(TEXT BLOCK Opens)

Unlike 9/11 and Pearl Harbor, which respectively and in an instant changed American reality, these statistics — every bit as dangerous and ugly — have become America’s reality through a methodical process. And rather than do something meaningful, such as work to heal the black family, or mentor incarcerated youths, or invest in urban enterprise, radicals such as Kaepernick would rather ruin than reform, particularly at a time when economic indicators are trending upward for the black community and the rule of law seems to be returning to our streets.

Though our journey has not been easy, black Americans are not victims. We do not need elitists and social justice warriors such as Kaepernick to profit on our travails in a way that panders to base emotions and eradicates home, self-reliance, commitment, industry  and thrift. Growing up in the Jim Crow south, I know racism. I have experienced it from whites, and I have experienced it from blacks. But until the victimization industry, which Kaepernick represents, came as an unintended consequence of the Great Society policies that destroyed the black family, there was always hope—always self-respect.

As early as 1905, the black college of Tuskegee, founded in the state of Alabama, had produced more self-made millionaires than Harvard, Princeton and Yale combined. That same year, representatives from 16 countries including Africa, India, China, Japan, Poland and Russia visited Tuskegee to learn firsthand of its industry-leading agricultural techniques being developed by black Americans.

(TEXT BLOCK Closes)
(DATA SHOWN Opens)

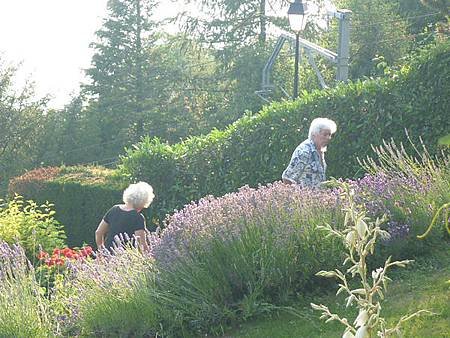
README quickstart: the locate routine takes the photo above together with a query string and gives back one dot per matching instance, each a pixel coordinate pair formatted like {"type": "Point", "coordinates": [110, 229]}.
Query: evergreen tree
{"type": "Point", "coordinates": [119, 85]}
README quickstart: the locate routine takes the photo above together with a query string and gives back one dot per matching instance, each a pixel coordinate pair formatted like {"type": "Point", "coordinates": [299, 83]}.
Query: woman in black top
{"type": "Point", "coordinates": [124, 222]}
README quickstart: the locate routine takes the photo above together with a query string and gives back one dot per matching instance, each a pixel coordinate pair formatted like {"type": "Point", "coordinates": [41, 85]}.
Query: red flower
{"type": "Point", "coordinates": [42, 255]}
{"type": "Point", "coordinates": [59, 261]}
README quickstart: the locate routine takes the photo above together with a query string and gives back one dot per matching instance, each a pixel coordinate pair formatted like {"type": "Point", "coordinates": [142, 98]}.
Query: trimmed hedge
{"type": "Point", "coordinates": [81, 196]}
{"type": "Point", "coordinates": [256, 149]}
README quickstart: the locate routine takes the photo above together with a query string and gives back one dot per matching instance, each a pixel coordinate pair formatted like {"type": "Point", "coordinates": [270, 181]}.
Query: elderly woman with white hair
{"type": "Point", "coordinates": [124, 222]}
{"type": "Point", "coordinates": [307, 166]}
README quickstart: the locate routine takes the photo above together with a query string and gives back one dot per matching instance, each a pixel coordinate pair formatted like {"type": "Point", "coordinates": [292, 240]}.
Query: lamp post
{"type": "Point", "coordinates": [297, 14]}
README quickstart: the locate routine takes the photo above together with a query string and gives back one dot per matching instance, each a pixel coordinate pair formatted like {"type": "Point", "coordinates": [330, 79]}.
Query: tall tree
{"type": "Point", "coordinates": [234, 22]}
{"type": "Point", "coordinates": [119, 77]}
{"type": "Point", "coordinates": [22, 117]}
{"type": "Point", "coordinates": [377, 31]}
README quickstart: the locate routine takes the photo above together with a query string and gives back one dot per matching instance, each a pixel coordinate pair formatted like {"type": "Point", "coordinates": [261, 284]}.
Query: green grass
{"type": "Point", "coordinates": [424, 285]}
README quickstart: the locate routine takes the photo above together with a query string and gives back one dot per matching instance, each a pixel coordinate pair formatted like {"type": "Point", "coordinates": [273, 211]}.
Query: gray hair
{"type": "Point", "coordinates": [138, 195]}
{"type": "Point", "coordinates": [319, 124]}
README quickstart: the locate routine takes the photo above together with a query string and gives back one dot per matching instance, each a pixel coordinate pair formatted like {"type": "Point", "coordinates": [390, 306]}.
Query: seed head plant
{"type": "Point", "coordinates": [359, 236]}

(DATA SHOWN Closes)

§ PARTS OF THE EXERCISE
[a] Repeat word for word the part of the passage about Kaepernick from "Though our journey" up to and including "always hope—always self-respect.".
[b] Answer these questions using the passage about Kaepernick:
(i) In which state was the black college of Tuskegee founded?
(ii) How many countries sent representatives to visit Tuskegee in 1905?
(iii) Where did the writer grow up?

§ ANSWERS BELOW
[a]
Though our journey has not been easy, black Americans are not victims. We do not need elitists and social justice warriors such as Kaepernick to profit on our travails in a way that panders to base emotions and eradicates home, self-reliance, commitment, industry  and thrift. Growing up in the Jim Crow south, I know racism. I have experienced it from whites, and I have experienced it from blacks. But until the victimization industry, which Kaepernick represents, came as an unintended consequence of the Great Society policies that destroyed the black family, there was always hope—always self-respect.

[b]
(i) Alabama.
(ii) 16 countries.
(iii) In the Jim Crow south.